▶ _Problem details_: In the entries that follow, find each line with the word "floor" and copy it.
Content starts
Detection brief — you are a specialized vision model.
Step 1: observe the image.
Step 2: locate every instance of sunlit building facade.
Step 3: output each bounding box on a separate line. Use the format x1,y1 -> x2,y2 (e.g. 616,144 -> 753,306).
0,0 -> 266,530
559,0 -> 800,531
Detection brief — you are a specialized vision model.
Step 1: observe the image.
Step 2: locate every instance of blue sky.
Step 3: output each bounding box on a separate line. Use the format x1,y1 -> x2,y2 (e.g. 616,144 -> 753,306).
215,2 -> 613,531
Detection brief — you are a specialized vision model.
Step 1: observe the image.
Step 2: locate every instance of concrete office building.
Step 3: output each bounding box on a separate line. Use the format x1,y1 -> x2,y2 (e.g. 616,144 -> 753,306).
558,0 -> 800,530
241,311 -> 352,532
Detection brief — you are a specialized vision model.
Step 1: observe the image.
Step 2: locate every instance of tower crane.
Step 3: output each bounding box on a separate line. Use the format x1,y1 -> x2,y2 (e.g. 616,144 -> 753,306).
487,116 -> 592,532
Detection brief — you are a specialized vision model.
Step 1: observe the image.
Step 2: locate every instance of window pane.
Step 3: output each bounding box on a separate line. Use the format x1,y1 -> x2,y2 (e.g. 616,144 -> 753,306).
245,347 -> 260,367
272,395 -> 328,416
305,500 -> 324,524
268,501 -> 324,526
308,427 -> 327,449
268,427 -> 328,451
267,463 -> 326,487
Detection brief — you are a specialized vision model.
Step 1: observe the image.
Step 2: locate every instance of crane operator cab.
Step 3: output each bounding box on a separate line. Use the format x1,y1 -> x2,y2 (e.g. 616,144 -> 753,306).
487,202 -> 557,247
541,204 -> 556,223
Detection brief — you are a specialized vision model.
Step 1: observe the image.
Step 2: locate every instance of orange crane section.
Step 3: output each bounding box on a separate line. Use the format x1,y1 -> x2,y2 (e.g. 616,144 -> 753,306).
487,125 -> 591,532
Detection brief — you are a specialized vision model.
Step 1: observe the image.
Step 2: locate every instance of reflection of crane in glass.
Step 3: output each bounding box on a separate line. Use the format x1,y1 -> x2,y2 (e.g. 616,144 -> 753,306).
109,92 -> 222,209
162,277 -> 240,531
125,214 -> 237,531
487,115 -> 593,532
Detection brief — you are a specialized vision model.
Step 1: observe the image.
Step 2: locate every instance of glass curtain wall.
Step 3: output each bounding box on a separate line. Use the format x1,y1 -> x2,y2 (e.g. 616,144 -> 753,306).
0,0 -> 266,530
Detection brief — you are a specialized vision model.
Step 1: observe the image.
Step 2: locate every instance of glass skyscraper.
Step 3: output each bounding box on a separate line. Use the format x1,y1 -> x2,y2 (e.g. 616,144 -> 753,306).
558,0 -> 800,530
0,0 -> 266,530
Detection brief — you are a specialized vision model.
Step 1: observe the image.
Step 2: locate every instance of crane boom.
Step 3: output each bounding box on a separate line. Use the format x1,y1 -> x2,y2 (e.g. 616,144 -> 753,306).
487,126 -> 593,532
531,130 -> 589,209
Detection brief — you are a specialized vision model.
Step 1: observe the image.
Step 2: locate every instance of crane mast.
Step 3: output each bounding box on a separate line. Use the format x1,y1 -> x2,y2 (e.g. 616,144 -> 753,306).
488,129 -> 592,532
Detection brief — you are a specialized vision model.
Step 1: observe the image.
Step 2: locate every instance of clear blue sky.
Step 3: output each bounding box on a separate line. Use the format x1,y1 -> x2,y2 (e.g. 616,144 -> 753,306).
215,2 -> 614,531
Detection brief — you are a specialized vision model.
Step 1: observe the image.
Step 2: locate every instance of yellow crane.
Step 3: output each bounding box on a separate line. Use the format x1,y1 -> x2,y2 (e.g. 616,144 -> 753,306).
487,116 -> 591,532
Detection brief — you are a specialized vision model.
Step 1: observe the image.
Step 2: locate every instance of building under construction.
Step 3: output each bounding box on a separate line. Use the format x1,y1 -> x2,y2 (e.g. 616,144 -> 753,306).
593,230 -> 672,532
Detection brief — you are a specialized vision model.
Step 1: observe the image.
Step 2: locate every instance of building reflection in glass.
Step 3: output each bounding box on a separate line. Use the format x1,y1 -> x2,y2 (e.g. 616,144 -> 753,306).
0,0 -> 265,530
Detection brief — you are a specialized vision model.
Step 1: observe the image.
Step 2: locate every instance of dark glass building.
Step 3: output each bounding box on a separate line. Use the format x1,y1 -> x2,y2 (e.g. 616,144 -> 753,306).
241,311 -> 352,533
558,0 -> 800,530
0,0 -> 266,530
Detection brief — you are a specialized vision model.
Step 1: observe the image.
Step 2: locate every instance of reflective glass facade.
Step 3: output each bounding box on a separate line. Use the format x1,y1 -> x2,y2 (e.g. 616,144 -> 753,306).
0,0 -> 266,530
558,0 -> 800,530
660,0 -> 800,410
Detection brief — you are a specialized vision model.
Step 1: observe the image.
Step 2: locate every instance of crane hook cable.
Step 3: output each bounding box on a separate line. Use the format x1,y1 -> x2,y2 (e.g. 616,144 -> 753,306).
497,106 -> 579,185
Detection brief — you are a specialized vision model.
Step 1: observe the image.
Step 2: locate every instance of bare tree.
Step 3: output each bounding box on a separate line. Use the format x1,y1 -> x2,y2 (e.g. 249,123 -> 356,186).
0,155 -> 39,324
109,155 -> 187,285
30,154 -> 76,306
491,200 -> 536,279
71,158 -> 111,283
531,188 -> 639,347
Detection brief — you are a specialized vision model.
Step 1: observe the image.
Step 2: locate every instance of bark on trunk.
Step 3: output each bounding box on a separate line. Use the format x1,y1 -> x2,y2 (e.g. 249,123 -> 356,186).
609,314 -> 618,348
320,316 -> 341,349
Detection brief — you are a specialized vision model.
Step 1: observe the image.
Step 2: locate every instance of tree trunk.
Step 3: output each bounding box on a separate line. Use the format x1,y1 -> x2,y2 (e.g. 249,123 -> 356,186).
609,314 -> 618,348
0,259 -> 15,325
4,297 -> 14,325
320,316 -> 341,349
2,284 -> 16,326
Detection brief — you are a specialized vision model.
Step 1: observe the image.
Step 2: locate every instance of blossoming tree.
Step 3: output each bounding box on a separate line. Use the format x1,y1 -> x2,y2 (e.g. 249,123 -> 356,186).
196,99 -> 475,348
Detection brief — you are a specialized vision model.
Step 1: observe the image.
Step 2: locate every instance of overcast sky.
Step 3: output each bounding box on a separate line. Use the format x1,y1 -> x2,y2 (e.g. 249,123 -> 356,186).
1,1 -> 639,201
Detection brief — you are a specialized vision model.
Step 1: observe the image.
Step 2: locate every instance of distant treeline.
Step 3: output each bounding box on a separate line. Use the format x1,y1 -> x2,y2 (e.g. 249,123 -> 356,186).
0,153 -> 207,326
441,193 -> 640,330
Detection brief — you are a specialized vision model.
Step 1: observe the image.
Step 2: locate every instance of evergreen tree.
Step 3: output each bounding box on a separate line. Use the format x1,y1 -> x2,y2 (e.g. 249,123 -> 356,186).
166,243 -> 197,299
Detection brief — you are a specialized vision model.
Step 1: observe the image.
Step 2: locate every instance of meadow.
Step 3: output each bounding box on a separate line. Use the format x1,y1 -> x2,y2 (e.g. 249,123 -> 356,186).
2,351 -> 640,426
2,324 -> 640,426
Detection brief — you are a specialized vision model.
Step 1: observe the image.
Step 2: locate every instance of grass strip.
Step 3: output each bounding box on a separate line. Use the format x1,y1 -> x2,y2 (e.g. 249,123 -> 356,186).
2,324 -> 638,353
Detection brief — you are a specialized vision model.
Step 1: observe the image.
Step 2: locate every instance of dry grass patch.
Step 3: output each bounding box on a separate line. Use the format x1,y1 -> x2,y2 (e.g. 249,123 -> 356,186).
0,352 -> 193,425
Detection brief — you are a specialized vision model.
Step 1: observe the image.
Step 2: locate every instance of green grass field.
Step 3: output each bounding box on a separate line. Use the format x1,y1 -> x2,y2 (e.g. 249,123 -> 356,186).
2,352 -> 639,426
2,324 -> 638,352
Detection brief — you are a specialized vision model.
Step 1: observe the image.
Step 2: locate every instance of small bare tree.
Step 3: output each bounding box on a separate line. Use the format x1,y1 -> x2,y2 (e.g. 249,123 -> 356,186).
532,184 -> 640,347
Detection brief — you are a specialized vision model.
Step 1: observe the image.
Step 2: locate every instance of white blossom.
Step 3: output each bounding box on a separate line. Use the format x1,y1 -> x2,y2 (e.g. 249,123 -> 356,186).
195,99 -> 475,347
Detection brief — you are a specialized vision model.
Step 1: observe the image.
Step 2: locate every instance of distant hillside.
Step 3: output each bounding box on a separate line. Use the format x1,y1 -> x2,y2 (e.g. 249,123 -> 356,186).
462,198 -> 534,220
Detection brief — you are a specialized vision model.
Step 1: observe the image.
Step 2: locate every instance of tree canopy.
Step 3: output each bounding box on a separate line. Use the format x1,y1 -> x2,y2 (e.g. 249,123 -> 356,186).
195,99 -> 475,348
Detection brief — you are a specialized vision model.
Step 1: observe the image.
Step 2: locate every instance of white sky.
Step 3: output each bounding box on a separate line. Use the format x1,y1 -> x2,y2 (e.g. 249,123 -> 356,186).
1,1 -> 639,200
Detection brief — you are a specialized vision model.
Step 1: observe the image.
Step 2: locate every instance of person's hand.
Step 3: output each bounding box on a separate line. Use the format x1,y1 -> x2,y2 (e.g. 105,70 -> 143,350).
Content ends
Content starts
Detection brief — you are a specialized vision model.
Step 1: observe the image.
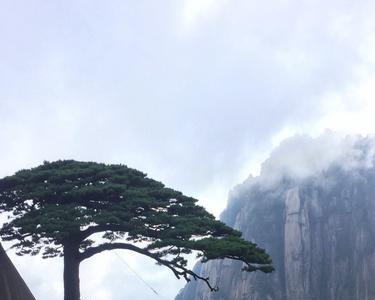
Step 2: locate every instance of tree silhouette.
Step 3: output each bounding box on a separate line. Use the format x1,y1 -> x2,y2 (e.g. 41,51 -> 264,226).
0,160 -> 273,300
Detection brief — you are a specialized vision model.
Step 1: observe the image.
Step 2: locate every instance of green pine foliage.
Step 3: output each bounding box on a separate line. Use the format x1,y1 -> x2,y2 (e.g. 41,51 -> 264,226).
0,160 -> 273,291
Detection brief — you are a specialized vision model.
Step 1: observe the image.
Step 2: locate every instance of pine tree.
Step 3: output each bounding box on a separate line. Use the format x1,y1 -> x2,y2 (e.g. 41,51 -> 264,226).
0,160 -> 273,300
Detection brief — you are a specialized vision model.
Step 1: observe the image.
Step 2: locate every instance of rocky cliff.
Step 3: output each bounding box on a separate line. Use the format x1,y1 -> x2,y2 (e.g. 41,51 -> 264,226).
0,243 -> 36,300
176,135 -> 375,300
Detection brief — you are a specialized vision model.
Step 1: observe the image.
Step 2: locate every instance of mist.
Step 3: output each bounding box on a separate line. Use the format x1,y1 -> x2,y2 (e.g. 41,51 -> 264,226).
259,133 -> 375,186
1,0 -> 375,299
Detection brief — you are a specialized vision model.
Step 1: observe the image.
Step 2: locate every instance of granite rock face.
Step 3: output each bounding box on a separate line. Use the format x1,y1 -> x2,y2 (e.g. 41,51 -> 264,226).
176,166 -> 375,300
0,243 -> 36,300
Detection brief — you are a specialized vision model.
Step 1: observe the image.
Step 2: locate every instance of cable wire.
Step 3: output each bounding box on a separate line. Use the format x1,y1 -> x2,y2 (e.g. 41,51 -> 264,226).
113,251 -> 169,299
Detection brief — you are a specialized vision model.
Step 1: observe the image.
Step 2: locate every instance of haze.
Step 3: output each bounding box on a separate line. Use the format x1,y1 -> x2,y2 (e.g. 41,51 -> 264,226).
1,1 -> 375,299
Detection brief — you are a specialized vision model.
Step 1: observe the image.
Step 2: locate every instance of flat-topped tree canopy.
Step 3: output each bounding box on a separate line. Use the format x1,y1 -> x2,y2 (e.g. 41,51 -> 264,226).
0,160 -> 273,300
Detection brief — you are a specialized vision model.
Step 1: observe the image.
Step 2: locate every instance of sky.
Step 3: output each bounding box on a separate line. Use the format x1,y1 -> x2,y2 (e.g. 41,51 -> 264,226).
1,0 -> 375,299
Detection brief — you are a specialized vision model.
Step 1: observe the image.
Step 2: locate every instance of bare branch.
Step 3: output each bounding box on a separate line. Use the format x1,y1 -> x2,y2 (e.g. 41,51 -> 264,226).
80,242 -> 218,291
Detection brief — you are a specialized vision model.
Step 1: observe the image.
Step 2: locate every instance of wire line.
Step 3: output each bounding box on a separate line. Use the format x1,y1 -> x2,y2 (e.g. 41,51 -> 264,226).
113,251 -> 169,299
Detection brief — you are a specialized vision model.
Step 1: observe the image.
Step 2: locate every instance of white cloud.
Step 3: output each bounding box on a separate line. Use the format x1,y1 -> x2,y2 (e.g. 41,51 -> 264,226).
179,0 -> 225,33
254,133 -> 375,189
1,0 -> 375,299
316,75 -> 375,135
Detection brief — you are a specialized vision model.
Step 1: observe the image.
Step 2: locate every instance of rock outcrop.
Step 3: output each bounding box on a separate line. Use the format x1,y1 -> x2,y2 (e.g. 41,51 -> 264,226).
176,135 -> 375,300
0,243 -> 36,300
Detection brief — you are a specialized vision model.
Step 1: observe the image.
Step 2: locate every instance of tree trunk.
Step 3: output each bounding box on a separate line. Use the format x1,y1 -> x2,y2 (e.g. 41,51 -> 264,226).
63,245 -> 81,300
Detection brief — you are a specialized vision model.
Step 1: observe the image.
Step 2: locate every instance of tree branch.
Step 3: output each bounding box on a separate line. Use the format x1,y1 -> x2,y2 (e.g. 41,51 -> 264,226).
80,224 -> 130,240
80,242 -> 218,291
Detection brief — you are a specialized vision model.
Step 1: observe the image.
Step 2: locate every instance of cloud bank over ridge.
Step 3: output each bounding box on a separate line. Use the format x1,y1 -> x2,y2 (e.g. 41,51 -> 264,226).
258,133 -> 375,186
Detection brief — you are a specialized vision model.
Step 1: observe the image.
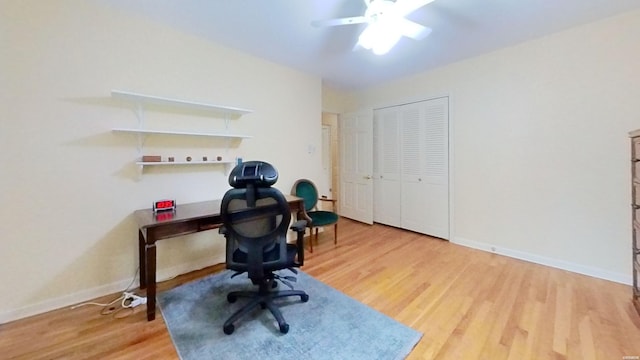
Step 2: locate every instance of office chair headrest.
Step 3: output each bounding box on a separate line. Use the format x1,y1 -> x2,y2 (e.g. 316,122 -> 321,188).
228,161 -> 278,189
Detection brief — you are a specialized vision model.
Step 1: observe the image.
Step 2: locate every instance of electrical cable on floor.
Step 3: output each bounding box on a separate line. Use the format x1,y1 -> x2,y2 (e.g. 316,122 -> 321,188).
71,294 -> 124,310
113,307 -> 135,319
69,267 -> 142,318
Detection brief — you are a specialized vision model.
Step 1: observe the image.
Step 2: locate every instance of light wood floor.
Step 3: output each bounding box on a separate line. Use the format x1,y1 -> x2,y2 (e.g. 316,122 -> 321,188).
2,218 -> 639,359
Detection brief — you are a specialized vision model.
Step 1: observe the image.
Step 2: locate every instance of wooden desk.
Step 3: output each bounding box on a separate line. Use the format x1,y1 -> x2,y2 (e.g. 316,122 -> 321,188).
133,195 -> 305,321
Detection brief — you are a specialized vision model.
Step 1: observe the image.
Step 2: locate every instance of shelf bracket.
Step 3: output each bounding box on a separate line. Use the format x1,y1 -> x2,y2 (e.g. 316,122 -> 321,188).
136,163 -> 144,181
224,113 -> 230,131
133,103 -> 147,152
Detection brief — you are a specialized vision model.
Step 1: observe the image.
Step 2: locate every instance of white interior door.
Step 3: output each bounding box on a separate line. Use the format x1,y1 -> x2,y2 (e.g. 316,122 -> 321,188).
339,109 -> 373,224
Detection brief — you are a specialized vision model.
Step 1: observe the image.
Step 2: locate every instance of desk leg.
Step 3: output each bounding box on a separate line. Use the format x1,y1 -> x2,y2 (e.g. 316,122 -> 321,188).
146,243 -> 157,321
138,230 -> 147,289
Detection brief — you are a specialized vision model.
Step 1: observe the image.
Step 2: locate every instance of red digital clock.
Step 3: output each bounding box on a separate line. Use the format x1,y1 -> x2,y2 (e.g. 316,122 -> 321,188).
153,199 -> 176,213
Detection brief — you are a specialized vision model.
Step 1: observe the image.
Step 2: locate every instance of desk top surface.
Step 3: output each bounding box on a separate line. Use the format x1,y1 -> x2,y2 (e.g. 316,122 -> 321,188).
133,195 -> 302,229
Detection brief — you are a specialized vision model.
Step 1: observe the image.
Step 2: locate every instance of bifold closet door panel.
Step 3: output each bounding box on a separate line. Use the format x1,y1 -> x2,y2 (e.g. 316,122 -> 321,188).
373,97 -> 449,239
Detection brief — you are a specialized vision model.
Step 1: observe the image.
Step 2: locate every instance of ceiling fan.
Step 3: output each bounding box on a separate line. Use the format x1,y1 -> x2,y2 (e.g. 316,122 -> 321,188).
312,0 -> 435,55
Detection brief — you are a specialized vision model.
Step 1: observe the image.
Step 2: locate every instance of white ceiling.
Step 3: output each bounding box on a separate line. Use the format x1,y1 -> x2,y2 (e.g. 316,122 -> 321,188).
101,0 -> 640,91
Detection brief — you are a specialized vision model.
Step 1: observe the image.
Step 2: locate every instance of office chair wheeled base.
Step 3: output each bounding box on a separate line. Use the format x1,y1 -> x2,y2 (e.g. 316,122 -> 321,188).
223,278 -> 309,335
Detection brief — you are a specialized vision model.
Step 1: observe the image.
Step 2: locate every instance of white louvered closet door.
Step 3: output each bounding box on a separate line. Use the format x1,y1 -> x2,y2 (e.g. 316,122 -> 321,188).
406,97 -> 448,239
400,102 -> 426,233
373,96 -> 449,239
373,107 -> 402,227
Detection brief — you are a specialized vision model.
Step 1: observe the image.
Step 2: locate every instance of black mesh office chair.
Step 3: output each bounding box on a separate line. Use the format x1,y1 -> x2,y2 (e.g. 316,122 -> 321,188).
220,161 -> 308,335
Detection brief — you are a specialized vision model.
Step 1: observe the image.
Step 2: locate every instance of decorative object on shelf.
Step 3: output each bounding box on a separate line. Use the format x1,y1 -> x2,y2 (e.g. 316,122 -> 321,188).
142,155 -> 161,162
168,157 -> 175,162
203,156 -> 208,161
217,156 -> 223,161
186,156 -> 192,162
Content ends
Content starts
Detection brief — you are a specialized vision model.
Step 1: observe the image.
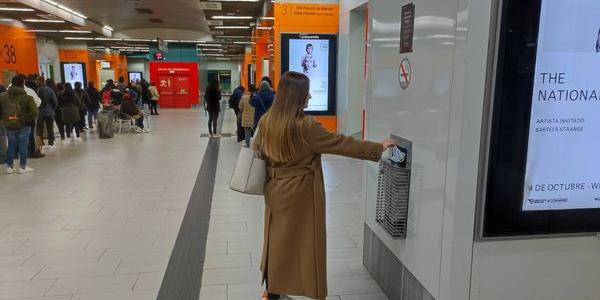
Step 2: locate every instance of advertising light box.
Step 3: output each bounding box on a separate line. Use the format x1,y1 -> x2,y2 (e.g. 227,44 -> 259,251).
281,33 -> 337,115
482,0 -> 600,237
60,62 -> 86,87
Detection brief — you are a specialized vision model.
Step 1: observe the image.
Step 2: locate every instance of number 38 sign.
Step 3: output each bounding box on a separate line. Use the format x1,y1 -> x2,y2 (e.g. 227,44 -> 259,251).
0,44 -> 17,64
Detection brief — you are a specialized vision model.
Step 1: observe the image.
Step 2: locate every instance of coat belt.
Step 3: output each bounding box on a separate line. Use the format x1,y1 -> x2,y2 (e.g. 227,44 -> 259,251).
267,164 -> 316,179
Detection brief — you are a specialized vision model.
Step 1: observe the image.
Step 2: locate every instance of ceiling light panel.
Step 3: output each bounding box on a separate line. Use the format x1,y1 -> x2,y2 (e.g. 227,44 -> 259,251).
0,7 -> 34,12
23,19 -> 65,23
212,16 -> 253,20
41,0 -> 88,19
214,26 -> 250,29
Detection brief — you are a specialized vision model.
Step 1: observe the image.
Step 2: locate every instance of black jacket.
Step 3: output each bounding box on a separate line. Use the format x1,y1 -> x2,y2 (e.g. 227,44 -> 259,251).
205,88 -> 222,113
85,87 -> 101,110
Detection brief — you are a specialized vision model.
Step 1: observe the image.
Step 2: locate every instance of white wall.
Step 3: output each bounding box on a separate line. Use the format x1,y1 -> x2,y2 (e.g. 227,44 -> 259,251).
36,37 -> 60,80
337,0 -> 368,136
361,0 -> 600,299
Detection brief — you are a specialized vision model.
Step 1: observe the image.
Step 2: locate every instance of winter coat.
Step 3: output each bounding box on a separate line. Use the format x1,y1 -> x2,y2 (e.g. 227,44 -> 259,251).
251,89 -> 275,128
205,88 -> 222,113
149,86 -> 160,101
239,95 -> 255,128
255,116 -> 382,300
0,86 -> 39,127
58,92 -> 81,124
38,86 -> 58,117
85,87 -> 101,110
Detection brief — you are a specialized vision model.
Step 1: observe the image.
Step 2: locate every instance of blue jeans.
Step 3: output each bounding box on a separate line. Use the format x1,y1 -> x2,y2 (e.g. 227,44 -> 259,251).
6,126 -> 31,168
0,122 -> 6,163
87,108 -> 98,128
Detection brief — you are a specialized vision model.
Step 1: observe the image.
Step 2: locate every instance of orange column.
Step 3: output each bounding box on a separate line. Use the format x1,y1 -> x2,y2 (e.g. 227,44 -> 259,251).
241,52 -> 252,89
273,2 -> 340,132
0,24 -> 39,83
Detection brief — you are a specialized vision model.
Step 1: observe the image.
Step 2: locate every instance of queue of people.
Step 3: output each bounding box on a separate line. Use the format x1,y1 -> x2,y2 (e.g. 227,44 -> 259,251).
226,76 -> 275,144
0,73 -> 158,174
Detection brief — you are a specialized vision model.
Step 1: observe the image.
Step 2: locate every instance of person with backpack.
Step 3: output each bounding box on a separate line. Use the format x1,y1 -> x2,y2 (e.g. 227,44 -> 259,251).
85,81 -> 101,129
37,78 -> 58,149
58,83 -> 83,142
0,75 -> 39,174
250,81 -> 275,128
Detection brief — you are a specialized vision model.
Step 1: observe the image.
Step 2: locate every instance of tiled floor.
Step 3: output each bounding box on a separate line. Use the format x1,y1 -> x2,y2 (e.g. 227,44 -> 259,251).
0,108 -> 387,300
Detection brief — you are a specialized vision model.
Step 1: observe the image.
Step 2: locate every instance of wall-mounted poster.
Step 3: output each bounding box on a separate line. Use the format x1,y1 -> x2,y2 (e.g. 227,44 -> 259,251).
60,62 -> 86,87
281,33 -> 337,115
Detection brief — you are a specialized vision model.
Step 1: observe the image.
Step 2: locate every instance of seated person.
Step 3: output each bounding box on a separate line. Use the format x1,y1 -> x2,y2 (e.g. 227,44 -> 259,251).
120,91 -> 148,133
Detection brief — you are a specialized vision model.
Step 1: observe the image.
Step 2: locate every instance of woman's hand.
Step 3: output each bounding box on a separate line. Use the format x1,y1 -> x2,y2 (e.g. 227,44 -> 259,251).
Content ends
▶ _Expected output_:
Step 2: locate every instance of electrical cable on floor.
Step 2: locate every instance of light wood floor.
Step 2: locate every instance of tiled floor.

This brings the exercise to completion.